## Extracted text
[start]
Alva Smith, her southern family destitute after the Civil War, married into one of America’s great Gilded Age dynasties: the newly wealthy but socially shunned Vanderbilts. Ignored by New York’s old-money circles and determined to win respect, she designed and built nine mansions, hosted grand balls, and arranged for her daughter to marry a duke. But Alva also defied convention for women of her time, asserting power within her marriage and becoming a leader in the women's suffrage movement.
With a nod to Jane Austen and Edith Wharton, in A Well-Behaved Woman Therese Anne Fowler paints a glittering world of enormous wealth contrasted against desperate poverty, of social ambition and social scorn, of friendship and betrayal, and an unforgettable story of a remarkable woman. Meet Alva Smith Vanderbilt Belmont, living proof that history is made by those who know the rules—and how to break them.
Praise For A Well-Behaved Woman: A Novel of the Vanderbilts…
"Delicious." —People (Best Books of Fall 2018)
"Fowler’s Alva is tough, cagey and unwilling to settle for the role of high-society ornament — what’s not to like?" —The Washington Post
"A Well-Behaved Woman draws beauty from paradox: it is both detailed and fast-paced, loving and critical, heart-breaking and hopeful." —Chicago Review of Books
"A tale well-researched and honest, it returns to Alva Vanderbilt that which many historians have taken away: her voice." —New York Journal of Books
"Fascinating....This novel looks below the surface of the Vanderbilt family during the Gilded Age from the little-known perspective of this fiery heroine." —Real Simple (Best Books of 2018)
[end]
## Stated goal A
According to the book description, how many mansions did Alva design and build?
## Stated goal B
From the book description, return the passage that begins at the words "With a nod to" and stops after "to break them.", copied exactly.
This exercise does not need the material that follows.

## Information provided
[start]
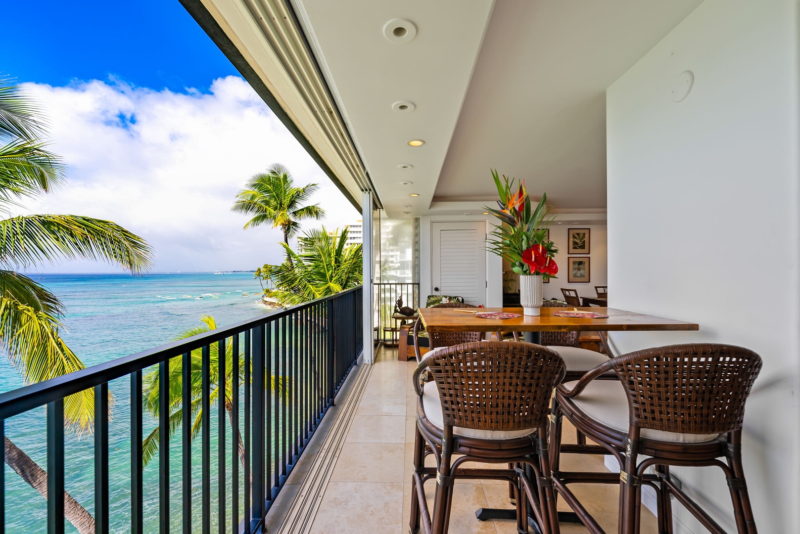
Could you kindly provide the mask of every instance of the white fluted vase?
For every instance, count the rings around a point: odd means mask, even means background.
[[[542,309],[542,277],[519,275],[519,303],[525,315],[538,315]]]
[end]
## Exercise solution A
Nine.

## Exercise solution B
With a nod to Jane Austen and Edith Wharton, in A Well-Behaved Woman Therese Anne Fowler paints a glittering world of enormous wealth contrasted against desperate poverty, of social ambition and social scorn, of friendship and betrayal, and an unforgettable story of a remarkable woman. Meet Alva Smith Vanderbilt Belmont, living proof that history is made by those who know the rules—and how to break them.